§ PROBLEM DESCRIPTION
Copy word for word everything in the records below, from the line containing "of the shirt" down to the end of the records, with both ends included.
───── LISTED ENTRIES ─────
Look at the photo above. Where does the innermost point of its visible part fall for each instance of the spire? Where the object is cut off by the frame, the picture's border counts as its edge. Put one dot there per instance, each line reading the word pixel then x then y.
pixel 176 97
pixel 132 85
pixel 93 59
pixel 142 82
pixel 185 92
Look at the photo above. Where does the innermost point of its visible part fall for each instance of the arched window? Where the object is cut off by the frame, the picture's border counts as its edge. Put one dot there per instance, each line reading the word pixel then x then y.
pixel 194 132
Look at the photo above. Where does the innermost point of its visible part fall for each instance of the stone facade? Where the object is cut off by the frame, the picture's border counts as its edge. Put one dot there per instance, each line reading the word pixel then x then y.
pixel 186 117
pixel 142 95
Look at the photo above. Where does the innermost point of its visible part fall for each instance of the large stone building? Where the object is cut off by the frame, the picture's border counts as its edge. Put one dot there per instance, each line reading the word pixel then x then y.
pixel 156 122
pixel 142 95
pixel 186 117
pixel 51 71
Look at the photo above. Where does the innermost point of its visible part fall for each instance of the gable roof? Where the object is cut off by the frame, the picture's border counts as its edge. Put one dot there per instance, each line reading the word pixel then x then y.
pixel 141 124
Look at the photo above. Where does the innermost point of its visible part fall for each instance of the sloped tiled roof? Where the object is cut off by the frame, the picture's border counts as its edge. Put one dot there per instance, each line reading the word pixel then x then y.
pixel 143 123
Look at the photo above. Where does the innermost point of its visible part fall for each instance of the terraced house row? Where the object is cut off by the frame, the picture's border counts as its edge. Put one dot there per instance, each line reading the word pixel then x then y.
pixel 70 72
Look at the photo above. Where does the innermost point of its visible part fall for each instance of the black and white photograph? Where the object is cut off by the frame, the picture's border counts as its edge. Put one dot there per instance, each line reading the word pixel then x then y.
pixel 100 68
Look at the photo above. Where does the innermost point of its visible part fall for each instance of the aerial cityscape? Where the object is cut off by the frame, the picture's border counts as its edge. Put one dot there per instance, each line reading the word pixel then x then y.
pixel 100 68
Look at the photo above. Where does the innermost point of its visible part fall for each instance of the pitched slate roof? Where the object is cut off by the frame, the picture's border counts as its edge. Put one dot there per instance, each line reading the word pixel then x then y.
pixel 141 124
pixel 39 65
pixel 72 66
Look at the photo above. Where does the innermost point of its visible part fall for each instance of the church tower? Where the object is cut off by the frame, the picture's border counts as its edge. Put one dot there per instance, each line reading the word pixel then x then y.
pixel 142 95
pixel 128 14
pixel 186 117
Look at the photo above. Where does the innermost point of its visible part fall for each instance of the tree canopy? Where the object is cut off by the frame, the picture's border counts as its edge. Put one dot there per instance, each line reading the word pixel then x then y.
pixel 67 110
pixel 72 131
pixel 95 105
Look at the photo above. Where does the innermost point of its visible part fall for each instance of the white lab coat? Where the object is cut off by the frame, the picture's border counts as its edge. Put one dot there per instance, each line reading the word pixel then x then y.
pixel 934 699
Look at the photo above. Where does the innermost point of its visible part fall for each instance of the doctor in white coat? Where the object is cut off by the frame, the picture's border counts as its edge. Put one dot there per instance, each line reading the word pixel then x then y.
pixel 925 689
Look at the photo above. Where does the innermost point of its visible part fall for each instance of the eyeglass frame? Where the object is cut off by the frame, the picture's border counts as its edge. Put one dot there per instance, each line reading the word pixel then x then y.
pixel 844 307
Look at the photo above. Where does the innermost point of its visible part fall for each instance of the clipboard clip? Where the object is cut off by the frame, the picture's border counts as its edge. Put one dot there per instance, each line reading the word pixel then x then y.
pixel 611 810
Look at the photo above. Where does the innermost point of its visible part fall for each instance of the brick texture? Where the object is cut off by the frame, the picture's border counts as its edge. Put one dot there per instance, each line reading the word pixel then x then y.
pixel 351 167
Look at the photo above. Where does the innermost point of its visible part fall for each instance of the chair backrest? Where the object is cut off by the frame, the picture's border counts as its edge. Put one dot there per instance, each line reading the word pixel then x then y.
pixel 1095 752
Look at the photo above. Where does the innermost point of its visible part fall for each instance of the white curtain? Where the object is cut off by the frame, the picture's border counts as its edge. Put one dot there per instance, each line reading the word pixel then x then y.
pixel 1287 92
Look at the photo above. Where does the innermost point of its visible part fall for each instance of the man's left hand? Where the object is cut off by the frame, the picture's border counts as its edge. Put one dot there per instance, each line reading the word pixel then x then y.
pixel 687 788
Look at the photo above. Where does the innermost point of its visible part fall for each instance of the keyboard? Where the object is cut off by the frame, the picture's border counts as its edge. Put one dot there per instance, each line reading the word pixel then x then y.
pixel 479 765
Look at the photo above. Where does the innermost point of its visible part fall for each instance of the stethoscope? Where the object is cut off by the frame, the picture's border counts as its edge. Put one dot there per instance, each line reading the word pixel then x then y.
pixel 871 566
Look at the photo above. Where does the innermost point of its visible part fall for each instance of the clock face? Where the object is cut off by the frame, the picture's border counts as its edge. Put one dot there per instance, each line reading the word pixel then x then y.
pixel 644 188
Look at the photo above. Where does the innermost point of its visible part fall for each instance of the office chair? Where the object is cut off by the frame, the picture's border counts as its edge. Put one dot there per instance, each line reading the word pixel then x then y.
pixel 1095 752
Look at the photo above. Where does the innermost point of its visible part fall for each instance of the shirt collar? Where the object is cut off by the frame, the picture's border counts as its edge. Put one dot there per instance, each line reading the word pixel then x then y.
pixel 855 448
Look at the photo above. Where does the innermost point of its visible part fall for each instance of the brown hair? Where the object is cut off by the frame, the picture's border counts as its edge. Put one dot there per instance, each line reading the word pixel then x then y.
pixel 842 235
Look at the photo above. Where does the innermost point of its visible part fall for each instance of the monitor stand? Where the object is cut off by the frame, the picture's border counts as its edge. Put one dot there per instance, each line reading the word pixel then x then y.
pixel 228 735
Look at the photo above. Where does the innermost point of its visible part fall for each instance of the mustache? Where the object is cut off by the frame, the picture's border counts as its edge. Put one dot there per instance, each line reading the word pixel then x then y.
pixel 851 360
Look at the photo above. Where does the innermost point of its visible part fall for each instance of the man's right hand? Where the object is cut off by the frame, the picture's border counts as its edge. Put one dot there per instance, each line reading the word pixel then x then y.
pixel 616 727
─────
§ ANSWER TO THE TASK
Look at the photo above. Where does the innermost point of its visible part fall for each instance of the shirt collar? Where the object is cut off by the frame, the picture's border counts as its edge. Put one dot there per instance, each line reading the word pixel then x then y.
pixel 855 448
Look at the photo above. Where does the innermost point of its visible part fall for each instance of the brown hair? Where the object is cut off by the frame, the picture's border counts as its edge. Put one dot there per instance, each line reading the word pixel then x then y.
pixel 842 235
Look at the photo above. Where does the innermost point of its visible part fall for each instance of the monitor stand? Where the object is cut off by the frame, the picture's border counts as its edge. Put one dot there per instance, each line reading the word pixel then x then y.
pixel 228 735
Look at the photo above. Where does the innermost point of its visible part fall for each instance of the mustache? Where the object is cut off by the frame, the picture's border counts as its edge. Put one dot there per instance, each line reading the word pixel then x then y.
pixel 851 360
Look at the photo above. Where does the innermost point of its visible part fall for each instance of the man's right hand? Where the object is cut off by the frame, the picture's border counts as its edge. Put one dot there per instance, each line reading the word pixel then x then y.
pixel 616 727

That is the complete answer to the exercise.